The task → Write out each line exactly as it stands, please.

[begin Entries]

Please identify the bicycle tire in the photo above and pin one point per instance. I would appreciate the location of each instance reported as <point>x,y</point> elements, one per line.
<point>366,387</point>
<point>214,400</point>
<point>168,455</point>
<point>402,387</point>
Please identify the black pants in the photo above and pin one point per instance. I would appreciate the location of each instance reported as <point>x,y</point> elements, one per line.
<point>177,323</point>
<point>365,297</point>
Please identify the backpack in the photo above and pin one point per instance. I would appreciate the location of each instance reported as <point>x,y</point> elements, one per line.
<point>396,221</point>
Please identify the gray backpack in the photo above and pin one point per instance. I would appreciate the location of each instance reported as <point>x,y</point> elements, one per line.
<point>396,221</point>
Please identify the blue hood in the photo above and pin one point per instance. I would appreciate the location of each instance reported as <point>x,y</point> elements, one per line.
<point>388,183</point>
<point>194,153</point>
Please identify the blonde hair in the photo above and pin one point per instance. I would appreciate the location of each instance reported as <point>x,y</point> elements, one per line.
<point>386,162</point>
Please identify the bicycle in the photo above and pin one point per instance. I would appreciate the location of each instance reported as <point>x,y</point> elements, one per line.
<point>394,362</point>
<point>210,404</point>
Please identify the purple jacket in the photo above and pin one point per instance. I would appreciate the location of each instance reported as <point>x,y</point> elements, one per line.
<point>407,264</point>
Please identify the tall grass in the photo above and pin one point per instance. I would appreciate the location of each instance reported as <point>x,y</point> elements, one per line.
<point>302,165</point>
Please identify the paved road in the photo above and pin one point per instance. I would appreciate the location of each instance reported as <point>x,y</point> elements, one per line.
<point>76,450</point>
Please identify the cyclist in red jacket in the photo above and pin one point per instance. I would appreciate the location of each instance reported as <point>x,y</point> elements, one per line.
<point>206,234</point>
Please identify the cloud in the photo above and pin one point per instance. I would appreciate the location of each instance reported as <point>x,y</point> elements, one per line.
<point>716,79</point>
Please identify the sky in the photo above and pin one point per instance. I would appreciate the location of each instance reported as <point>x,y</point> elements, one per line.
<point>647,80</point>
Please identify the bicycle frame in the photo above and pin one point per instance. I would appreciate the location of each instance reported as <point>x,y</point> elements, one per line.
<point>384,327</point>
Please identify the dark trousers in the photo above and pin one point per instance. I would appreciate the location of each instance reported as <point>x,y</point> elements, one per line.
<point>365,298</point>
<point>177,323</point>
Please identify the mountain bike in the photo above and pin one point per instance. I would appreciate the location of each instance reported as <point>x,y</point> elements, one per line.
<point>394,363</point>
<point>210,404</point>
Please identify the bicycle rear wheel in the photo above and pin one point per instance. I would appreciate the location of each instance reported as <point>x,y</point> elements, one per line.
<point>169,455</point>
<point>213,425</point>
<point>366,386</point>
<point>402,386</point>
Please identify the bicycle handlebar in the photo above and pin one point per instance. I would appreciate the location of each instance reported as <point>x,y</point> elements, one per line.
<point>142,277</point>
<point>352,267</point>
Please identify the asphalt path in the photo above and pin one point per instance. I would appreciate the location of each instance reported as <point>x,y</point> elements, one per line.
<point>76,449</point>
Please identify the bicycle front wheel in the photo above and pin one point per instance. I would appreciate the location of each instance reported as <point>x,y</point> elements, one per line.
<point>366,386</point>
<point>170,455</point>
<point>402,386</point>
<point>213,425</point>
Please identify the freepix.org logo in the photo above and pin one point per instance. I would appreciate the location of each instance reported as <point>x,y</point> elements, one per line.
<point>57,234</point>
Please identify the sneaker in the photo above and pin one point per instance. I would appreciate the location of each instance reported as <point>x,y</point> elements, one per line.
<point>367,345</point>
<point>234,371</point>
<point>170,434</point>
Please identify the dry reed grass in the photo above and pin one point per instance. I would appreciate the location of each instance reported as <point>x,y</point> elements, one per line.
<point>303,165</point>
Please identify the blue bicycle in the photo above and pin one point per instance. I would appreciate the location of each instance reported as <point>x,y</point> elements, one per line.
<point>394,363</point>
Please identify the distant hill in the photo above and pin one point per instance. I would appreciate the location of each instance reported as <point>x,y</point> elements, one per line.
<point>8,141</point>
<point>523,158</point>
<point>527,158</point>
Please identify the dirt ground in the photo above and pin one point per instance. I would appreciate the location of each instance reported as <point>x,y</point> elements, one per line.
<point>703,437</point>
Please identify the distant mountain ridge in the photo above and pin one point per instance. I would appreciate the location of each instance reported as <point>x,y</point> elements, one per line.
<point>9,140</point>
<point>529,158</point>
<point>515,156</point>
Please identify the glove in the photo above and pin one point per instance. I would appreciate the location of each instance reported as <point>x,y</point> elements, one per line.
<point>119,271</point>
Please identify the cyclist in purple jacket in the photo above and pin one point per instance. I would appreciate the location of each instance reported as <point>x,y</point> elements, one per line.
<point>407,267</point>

[end Entries]

Problem solution →
Please identify the bicycle tire in the photo above and pin one point per instance. I would appreciate the location of each instance reported as <point>x,y</point> elements, one per line.
<point>366,387</point>
<point>214,400</point>
<point>168,455</point>
<point>402,387</point>
Please identify the black pants in the photo above and pin one point per instance. I would appreciate the location of each instance reported as <point>x,y</point> elements, one per line.
<point>177,323</point>
<point>365,297</point>
Please identify the backpack in the photo above and pin one point per instance. I would appreciate the location of each instance reported as <point>x,y</point> elements, one per line.
<point>396,221</point>
Please identify the gray backpack in the photo above and pin one point per instance. I would appreciate the location of each instance reported as <point>x,y</point> elements, one per line.
<point>396,221</point>
Please identify the blue hood in the photo above and pin one point per instance. I would appreciate the location of each instance reported as <point>x,y</point> elements, one per line.
<point>388,183</point>
<point>194,153</point>
Please identify the blonde hair in the photo above and pin one point per instance. I would appreciate the location of each instance reported as <point>x,y</point> elements, one per line.
<point>386,162</point>
Please identify the bicycle in the photo above and pin one point per instance. I would appreciate the location of each instance reported as <point>x,y</point> elements, one per line.
<point>394,362</point>
<point>210,404</point>
Please identify the purple jacket in the photo above and pin one point per instance. I would appreciate the location of each instance reported as <point>x,y</point> elements, one per line.
<point>407,264</point>
Please identify the tall grass in the photo above and pin one point per instance. I would appreciate the location of each instance reported as <point>x,y</point> elements, one per line.
<point>302,165</point>
Please identify the paved road in the photo above and pin one point per instance. I would appreciate the location of each instance reported as <point>x,y</point> elements, one per line.
<point>76,450</point>
Please identify the cyclist in red jacket in the photo above and pin one point per instance. I would appreciate the location of each instance reported as <point>x,y</point> elements, one per line.
<point>206,234</point>
Please identify the cloud in the photo above and pin one point per instance. I would appreciate the location of each instance reported as <point>x,y</point> elements, one per line.
<point>716,79</point>
Please identify the sky in the photo above and pin one point per instance. I would appreciate the location of each instance reported as <point>x,y</point> elements, one per line.
<point>647,80</point>
Please identify the bicycle frame in the photo above and pin one point per instance. I would appreciate the location of each instance reported as <point>x,y</point> elements, one per line.
<point>384,327</point>
Please identify the dark trousers in the photo above and pin one point per instance. I would appreciate the location of each instance reported as <point>x,y</point> elements, one per line.
<point>365,298</point>
<point>177,323</point>
Please identify the mountain bike in the photo above and pin one point per instance. I would appreciate the location of each instance reported as <point>x,y</point> elements, one per line.
<point>394,363</point>
<point>210,404</point>
Please identify the bicycle rear wheel in the photo above and pin one point per instance. I would appreciate the location of each instance reported as <point>x,y</point> elements, one per line.
<point>169,455</point>
<point>213,425</point>
<point>366,386</point>
<point>402,386</point>
Please identify the bicycle handlebar in the photo above and pin one point per instance. I would appreciate the location of each instance reported as <point>x,y</point> elements, one per line.
<point>142,277</point>
<point>352,267</point>
Please identify the asphalt path in the photo above and pin one point per instance. I would appreciate the location of each instance reported as <point>x,y</point> elements, one per line.
<point>76,449</point>
Please identify the bicycle front wheel in the photo above and pin one point per instance. I would appreciate the location of each instance reported as <point>x,y</point> elements, one per line.
<point>366,386</point>
<point>170,455</point>
<point>402,386</point>
<point>213,425</point>
Please identify the freepix.org logo in the photo above and pin one point per instance. I would appreciate the location of each instance reported as <point>x,y</point> elements, one per line.
<point>57,234</point>
Please identify the sneaker in the photo above and pin one point per instance. I would appreciate the location of each instance reported as <point>x,y</point> elements, one per line.
<point>367,345</point>
<point>234,371</point>
<point>170,434</point>
Please identify the dry reed grass in the photo above and pin one point per instance. I would appreciate the location of each instance reported as <point>x,y</point> elements, one per line.
<point>303,165</point>
Please identify the blue bicycle in the photo above and pin one point per instance. I would appreciate the location of each instance reported as <point>x,y</point> elements, one per line.
<point>394,363</point>
Please identify the distant hill in the photo above and pin one point per instance. I would appreciate the location of each instance reported as <point>x,y</point> elements, one per line.
<point>8,141</point>
<point>523,158</point>
<point>527,158</point>
Please identify the dirt ground in the photo above and pin one point per instance. I would appreciate the location of each instance reported as <point>x,y</point> elements, one per line.
<point>703,437</point>
Please identify the distant mountain ridge in the photo above and pin one point per instance. I would appreciate the location of each instance reported as <point>x,y</point> elements, one per line.
<point>9,140</point>
<point>529,158</point>
<point>515,156</point>
Please identify the glove in the photo above and pin one point per instance. I would appreciate the location of each instance reported as <point>x,y</point> elements, one per line.
<point>119,271</point>
Please identify the cyclist in purple jacket in the photo above and pin one point per instance. I would appreciate the location of each instance reported as <point>x,y</point> elements, one per line.
<point>407,267</point>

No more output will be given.